**TASK**
From the line containing "Could you point out the wooden" to the end of the listing, write out every line exactly; leave out everything else.

--- Start of DATASET RECORDS ---

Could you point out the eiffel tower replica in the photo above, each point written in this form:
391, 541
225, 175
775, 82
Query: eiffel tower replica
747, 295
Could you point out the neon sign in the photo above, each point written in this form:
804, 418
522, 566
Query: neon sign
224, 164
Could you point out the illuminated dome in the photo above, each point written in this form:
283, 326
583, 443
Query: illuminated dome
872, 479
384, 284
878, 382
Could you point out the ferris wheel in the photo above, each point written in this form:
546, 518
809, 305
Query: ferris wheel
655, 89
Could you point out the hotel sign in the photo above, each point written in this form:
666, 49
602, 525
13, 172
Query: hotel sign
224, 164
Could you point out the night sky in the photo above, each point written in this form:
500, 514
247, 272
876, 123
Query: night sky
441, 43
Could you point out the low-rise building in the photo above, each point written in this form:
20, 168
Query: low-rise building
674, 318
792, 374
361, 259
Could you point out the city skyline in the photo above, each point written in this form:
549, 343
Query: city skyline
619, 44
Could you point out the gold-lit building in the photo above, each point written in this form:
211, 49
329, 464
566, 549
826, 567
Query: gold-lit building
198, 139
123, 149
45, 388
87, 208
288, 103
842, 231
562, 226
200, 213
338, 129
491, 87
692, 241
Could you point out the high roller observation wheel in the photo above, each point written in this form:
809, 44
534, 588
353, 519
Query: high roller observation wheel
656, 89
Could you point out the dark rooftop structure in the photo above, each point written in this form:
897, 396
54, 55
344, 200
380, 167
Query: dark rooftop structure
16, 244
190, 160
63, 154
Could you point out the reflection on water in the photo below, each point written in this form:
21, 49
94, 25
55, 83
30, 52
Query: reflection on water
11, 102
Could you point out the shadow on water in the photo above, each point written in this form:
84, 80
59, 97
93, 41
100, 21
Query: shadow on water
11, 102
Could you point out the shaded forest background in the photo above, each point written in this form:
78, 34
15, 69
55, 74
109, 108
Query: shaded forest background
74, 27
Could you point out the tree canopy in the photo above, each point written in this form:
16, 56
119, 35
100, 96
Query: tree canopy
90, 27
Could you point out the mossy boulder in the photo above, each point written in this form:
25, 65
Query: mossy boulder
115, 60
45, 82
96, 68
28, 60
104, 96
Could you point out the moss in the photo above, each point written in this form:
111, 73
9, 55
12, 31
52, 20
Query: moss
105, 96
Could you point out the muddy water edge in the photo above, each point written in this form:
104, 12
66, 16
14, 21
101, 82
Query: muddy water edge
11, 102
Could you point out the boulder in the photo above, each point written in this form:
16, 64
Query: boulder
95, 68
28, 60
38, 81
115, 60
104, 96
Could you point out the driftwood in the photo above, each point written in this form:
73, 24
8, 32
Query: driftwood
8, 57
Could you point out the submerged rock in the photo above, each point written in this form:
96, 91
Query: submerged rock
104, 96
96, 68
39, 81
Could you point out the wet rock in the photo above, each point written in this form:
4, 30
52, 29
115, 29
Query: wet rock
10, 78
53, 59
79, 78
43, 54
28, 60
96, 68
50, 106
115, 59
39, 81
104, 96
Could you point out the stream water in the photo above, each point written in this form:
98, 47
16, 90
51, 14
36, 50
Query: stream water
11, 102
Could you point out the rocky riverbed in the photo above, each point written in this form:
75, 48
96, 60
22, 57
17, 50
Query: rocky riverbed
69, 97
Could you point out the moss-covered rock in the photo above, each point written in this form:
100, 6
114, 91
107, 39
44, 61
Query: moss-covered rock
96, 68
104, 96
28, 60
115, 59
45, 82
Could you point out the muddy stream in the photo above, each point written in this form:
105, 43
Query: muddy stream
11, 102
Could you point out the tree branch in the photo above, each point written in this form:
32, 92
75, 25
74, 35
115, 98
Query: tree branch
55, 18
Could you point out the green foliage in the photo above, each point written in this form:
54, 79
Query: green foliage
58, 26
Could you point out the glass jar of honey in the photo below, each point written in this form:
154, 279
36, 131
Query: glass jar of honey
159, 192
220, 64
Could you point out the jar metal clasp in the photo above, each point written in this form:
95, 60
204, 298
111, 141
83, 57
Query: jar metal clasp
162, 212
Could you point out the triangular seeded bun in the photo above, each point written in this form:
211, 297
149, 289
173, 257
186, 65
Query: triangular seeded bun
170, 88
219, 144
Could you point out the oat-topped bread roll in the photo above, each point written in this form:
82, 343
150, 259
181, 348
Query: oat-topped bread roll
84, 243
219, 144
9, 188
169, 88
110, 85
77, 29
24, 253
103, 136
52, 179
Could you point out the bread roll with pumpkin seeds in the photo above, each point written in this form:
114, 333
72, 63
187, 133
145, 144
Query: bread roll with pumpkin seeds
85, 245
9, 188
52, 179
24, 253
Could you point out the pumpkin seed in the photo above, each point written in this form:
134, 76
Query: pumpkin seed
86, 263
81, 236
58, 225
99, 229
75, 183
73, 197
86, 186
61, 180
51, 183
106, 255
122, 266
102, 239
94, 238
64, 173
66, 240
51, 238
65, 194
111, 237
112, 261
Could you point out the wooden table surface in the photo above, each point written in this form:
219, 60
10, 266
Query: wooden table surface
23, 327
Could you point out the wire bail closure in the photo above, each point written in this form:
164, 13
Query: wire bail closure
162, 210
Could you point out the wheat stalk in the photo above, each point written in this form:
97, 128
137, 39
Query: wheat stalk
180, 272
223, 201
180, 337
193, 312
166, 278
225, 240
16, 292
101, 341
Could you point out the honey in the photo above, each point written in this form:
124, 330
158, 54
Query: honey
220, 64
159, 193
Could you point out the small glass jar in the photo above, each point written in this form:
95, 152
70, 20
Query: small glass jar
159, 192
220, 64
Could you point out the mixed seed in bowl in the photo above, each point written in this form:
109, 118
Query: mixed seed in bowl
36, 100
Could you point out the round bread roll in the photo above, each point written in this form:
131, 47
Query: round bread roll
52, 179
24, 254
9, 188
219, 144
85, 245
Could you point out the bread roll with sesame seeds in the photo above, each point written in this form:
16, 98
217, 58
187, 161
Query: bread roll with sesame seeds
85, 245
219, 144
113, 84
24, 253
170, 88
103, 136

--- End of DATASET RECORDS ---

**TASK OUTPUT**
Could you point out the wooden table surface in the photo above, each point written in this form:
219, 60
10, 266
Query: wooden table surface
23, 327
Could you point out the wire bail closure in the photo above, each point written in this form:
164, 13
Query: wire bail closure
162, 210
Could you point out the wheat stalk in the photo above, each point written in this form:
97, 128
137, 39
Query: wheat stalk
180, 272
223, 201
180, 337
193, 312
166, 278
225, 240
16, 292
101, 341
Could you point out the honey in the photo above, each point written in this form:
124, 330
158, 54
Query: honey
220, 64
159, 193
Could you point out the small glass jar in the photo above, each point written in this form:
95, 152
70, 20
Query: small glass jar
159, 192
220, 64
Could you point out the mixed seed in bowl in the photo above, each point written in this form:
109, 118
Query: mixed seed in bowl
36, 100
Could you point out the round bread roll in the photo above, each point written in this form:
131, 47
Query: round bread roll
52, 179
24, 254
9, 188
219, 144
85, 245
Could you point out the bread roll with sesame seeds in the photo above, each point written in this form:
16, 98
217, 58
187, 161
Query: bread roll with sesame seeds
85, 245
219, 144
113, 84
24, 253
170, 88
103, 136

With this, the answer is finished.